- Exercise: Reproduce the full listing that appears beneath this instruction exactly.

- Items from a data source:
★ ★ ★ ★ ★ ★ ★
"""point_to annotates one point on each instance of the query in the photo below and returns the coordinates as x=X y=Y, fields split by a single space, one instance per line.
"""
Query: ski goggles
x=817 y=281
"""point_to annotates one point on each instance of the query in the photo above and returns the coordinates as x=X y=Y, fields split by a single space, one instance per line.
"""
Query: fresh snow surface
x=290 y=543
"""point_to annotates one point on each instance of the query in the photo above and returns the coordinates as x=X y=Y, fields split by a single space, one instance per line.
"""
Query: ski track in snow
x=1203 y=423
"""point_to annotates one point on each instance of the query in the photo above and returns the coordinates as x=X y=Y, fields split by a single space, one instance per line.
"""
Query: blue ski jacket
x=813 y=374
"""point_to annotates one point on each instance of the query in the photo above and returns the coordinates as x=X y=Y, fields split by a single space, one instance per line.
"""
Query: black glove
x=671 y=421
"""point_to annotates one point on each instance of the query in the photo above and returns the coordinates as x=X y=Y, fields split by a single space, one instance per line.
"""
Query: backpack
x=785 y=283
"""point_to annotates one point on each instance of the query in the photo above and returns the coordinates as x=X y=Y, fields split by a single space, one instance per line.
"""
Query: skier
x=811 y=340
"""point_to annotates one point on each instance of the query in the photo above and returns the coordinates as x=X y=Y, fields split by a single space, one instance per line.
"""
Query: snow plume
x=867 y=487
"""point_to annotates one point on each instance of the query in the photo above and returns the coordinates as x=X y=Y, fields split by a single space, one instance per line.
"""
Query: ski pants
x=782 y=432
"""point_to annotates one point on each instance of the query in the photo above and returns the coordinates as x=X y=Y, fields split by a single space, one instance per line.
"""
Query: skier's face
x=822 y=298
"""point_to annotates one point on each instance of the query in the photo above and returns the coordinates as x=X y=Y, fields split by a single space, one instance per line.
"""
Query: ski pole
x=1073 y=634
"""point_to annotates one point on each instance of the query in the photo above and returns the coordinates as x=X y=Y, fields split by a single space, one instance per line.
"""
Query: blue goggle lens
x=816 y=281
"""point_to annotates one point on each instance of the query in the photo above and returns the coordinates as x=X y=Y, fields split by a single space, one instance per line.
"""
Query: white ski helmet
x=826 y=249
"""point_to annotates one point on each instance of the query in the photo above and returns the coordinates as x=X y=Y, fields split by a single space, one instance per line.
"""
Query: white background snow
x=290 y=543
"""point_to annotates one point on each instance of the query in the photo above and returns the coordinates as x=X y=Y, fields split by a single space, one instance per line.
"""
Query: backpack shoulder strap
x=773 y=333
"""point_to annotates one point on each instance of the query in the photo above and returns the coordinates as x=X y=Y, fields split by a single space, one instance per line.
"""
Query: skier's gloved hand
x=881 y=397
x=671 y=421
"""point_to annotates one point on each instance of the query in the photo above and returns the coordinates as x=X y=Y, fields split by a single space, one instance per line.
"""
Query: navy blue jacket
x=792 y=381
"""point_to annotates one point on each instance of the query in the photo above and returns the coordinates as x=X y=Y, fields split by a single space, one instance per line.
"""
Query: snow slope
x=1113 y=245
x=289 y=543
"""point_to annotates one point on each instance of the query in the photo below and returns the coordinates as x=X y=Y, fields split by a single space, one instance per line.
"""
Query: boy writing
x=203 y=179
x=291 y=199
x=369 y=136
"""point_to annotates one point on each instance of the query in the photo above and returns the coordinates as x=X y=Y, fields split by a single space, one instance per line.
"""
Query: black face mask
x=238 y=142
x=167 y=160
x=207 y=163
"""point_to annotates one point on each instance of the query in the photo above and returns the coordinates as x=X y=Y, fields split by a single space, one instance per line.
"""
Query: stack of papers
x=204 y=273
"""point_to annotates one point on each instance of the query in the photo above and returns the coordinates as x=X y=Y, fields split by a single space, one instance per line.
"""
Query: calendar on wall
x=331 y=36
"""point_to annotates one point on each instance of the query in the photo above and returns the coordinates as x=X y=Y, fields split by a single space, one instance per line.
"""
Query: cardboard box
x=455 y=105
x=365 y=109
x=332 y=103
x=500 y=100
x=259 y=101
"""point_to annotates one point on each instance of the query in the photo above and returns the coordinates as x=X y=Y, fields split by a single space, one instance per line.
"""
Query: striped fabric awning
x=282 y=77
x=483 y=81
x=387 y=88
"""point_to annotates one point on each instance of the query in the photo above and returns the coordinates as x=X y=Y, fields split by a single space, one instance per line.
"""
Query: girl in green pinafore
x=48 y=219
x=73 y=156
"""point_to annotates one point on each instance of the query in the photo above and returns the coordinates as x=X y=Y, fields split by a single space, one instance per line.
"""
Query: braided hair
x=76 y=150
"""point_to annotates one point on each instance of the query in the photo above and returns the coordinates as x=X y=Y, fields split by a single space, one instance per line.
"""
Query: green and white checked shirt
★ ★ ★ ★ ★ ★ ★
- Answer to the exercise:
"""point_to annotates one point on each instance of the query in the photo below and returns the coordinates as x=X y=Y, fields split by a single space, one instance per line.
"""
Query: ski goggles
x=817 y=281
"""point_to annotates one point on each instance of the query in the photo above and returns the coordinates as x=X y=Y, fields split by a single space, one instance per line.
"""
Query: fresh snow surface
x=290 y=543
"""point_to annotates one point on each instance of the query in the photo above and returns the coordinates as x=X y=Y, fields split by a single space, one instance per line.
"""
Query: ski track in snow
x=1203 y=423
"""point_to annotates one point on each instance of the query in the photo above and returns the coordinates as x=X y=Y, fields split by a single space, one instance per line.
"""
Query: blue ski jacket
x=813 y=374
"""point_to annotates one point on each instance of the query in the photo above and returns the coordinates as x=X y=Y, fields split by a single space, one instance per line.
"""
Query: black glove
x=671 y=421
"""point_to annotates one point on each instance of the query in the photo above and returns the coordinates as x=X y=Y, fields split by a single space, one instance per line.
"""
Query: backpack
x=785 y=283
"""point_to annotates one point on each instance of the query in the photo above and returns the coordinates as x=X y=Y, fields split by a single space, one instance per line.
"""
Query: skier
x=811 y=340
"""point_to annotates one point on each instance of the query in the photo above and returns the coordinates as x=X y=Y, fields split by a single space, one instance per line.
"""
Query: snow plume
x=867 y=487
"""point_to annotates one point on each instance of the query in the photo above and returns the coordinates as x=X y=Y, fields split by a single space, one instance per line.
"""
Query: ski pants
x=782 y=432
"""point_to annotates one point on each instance of the query in the photo above and returns the coordinates as x=X y=Y, fields split by a single space, one instance per line.
"""
Query: skier's face
x=822 y=298
"""point_to annotates one point on each instance of the query in the photo above and returns the coordinates as x=X y=Y, fields split by a single space, one instance per line.
"""
Query: ski pole
x=1073 y=634
"""point_to annotates one point on each instance of the query in the photo above and returns the coordinates as x=X y=Y, fields split by a single space, one instance per line.
"""
Query: blue goggle lens
x=816 y=281
"""point_to annotates one point on each instance of the query in the photo above and returns the coordinates as x=X y=Y, fields split by a single space, one instance per line.
"""
Query: white ski helmet
x=826 y=249
"""point_to annotates one point on each instance of the query in the photo above and returns the coordinates as x=X y=Y, fields split by a single space, one instance per line.
"""
Query: white background snow
x=290 y=543
"""point_to annotates one point on each instance of the query in the photo above and returns the coordinates as x=X y=Y, fields split by a single space, one instance per line.
"""
Query: backpack shoulder strap
x=773 y=333
"""point_to annotates one point on each instance of the query in the photo above and returns the coordinates as x=X y=Y, fields split by a single space, one instance per line.
"""
Query: skier's gloved hand
x=881 y=397
x=671 y=421
"""point_to annotates one point on each instance of the query in the photo above and returns the coordinates as x=X y=Y, fields split by a single space, one instance per line.
"""
Query: navy blue jacket
x=792 y=381
"""point_to annotates one point on each instance of the query in the photo above and returns the coordinates as x=X y=Y, fields split by a single space, one instance per line.
"""
Query: snow slope
x=1113 y=245
x=289 y=543
"""point_to annotates one point on each instance of the query in the photo below and returns the coordinates as x=X y=Y, fields split by a single space, one instance per line.
"""
Query: boy writing
x=203 y=179
x=291 y=199
x=369 y=136
"""point_to annotates one point on each instance of the query in the photo above and returns the coordinates as x=X y=Y, fields split by a single space, one instance per line.
"""
Query: black face mask
x=238 y=142
x=167 y=160
x=207 y=163
"""point_to annotates one point on each instance of the query in the photo above and returns the coordinates as x=X y=Y, fields split by a single space, one instance per line.
"""
Query: stack of papers
x=204 y=273
"""point_to annotates one point on each instance of the query in the photo above and returns the coordinates as x=X y=Y, fields split by a single space, one instance per line.
"""
Query: calendar on wall
x=331 y=36
"""point_to annotates one point on each instance of the query in the photo above and returns the coordinates as x=X y=Y, fields split by a single space, one instance per line.
"""
Query: cardboard box
x=455 y=105
x=365 y=109
x=332 y=103
x=500 y=100
x=259 y=101
"""point_to annotates one point on each instance of the query in the photo above and returns the coordinates as x=X y=Y, fields split by a single space, one instance per line.
"""
Query: striped fabric awning
x=282 y=77
x=483 y=81
x=387 y=88
"""point_to annotates one point on each instance of the query in the photo above and returns the coordinates as x=X y=Y, fields split by a single space, one instance per line.
"""
Query: girl in green pinafore
x=48 y=219
x=73 y=156
"""point_to annotates one point on each instance of the query in the photo above and returns the coordinates as x=X y=Y, fields split by a single space, one instance per line.
"""
Query: braided hair
x=76 y=150
"""point_to annotates one point on each instance of the query in the photo above and returns the coordinates as x=X y=Y, fields split by a single space, one instance per line.
"""
Query: green and white checked shirt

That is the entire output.